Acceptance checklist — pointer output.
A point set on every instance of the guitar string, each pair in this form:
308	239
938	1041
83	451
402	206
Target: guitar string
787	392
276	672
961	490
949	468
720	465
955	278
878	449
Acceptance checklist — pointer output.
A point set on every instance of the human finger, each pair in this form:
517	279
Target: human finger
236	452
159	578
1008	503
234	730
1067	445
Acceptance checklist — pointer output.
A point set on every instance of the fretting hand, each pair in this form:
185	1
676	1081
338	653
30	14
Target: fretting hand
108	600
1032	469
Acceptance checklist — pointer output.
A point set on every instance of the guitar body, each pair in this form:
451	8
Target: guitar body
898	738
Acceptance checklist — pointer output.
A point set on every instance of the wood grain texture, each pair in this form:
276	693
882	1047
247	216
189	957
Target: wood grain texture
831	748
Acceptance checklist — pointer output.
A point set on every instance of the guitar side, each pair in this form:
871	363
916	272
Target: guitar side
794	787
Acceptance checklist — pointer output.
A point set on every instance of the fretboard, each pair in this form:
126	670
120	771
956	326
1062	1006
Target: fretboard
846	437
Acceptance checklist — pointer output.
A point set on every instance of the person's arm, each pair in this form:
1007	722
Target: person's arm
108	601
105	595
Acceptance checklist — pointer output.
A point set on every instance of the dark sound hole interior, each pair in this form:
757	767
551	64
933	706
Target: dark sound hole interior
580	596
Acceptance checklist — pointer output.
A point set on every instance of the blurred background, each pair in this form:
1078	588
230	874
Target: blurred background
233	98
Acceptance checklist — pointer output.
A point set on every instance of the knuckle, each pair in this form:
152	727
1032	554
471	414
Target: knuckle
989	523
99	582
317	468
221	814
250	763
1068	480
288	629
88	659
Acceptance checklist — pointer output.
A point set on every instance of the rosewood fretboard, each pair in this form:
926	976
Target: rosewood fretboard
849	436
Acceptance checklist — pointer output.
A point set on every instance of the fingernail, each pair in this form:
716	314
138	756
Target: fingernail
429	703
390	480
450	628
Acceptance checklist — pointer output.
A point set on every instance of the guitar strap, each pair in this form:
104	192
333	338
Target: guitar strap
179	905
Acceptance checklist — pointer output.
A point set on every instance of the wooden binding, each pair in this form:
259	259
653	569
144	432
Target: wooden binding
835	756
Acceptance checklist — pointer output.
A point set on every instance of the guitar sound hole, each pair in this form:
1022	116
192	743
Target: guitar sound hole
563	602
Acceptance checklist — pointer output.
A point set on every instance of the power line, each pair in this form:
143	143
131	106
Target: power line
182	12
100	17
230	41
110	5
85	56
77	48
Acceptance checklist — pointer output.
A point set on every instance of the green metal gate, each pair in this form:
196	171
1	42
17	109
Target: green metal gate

● ABOUT THIS EXERCISE:
Write all the data out again, word for word.

● ANSWER AREA:
Acceptance checklist — pointer output.
A point set on every instance of the guitar string, each pair in this form:
308	239
938	1041
83	451
402	206
Target: guitar string
787	392
276	672
961	490
949	468
720	465
955	278
878	449
Acceptance checklist — pointer output.
A point set on every instance of the human finger, each pair in this form:
517	279
Target: human finger
236	452
159	578
1008	503
234	730
1067	445
Acceptance checklist — pointer output.
A point set on every instance of the fretting hand, each pair in this form:
185	1
676	1081
338	653
30	14
Target: fretting hand
108	600
1032	469
Acceptance checklist — pointer output.
A point set on every instance of the guitar body, each pair in this form:
451	8
Target: guitar body
898	738
Acceptance checklist — pointer output.
A point set on every instance of the wood grain texture, each pair in this form:
276	693
882	1047
247	216
189	957
Target: wood grain texture
831	748
Acceptance checklist — pointer output.
A point set on every instance of the guitar side, each pair in this form:
871	363
916	272
Target: guitar side
794	787
Acceptance checklist — pointer output.
A point set on every instance of the fretboard, each pair in this form:
126	670
120	771
956	326
1062	1006
Target: fretboard
846	437
Acceptance checklist — pointer output.
A point set on every instance of the person's arm, each pair in this form:
1007	722
Target: person's arm
108	601
105	595
Acceptance checklist — pointer output.
A point set on every instance of the dark sound hole interior, each pair in this form:
757	767
551	64
933	706
Target: dark sound hole interior
580	596
Acceptance checklist — pointer output.
A point set on every instance of the blurred background, each pair in this form:
1078	588
230	874
Target: blurred background
233	98
Acceptance checklist — pointer output.
A point set on every instance of the knuckle, each pair in this form:
152	727
1032	554
471	414
Target: knuckle
989	523
99	582
317	468
221	814
250	763
1068	480
288	629
88	659
Acceptance checklist — pointer output.
A point set on every instance of the rosewood fretboard, each pair in this form:
926	976
Target: rosewood fretboard
849	436
Acceptance checklist — pointer output.
A point set on every instance of the fingernail, each pair in this form:
716	314
138	756
Target: fingernail
429	703
390	480
450	628
Acceptance checklist — pointer output.
A point set on every instance of the guitar strap, each pair in this form:
104	192
333	338
Target: guitar strap
179	905
Acceptance checklist — pointer output.
A point set on every instance of the wooden binding, each pair in this form:
259	259
653	569
144	432
Target: wooden binding
835	756
Acceptance checklist — pointer output.
A point set on every instance of the guitar sound hole, each pair in this form:
1022	116
192	743
Target: guitar sound hole
563	602
Acceptance checklist — pointer output.
A point set on every instance of the power line, each pair in this form:
143	143
131	106
Target: power line
182	12
100	17
230	41
110	5
85	56
77	48
Acceptance checklist — pointer output.
A point set on every instance of the green metal gate, each pair in this form:
196	171
1	42
17	109
Target: green metal gate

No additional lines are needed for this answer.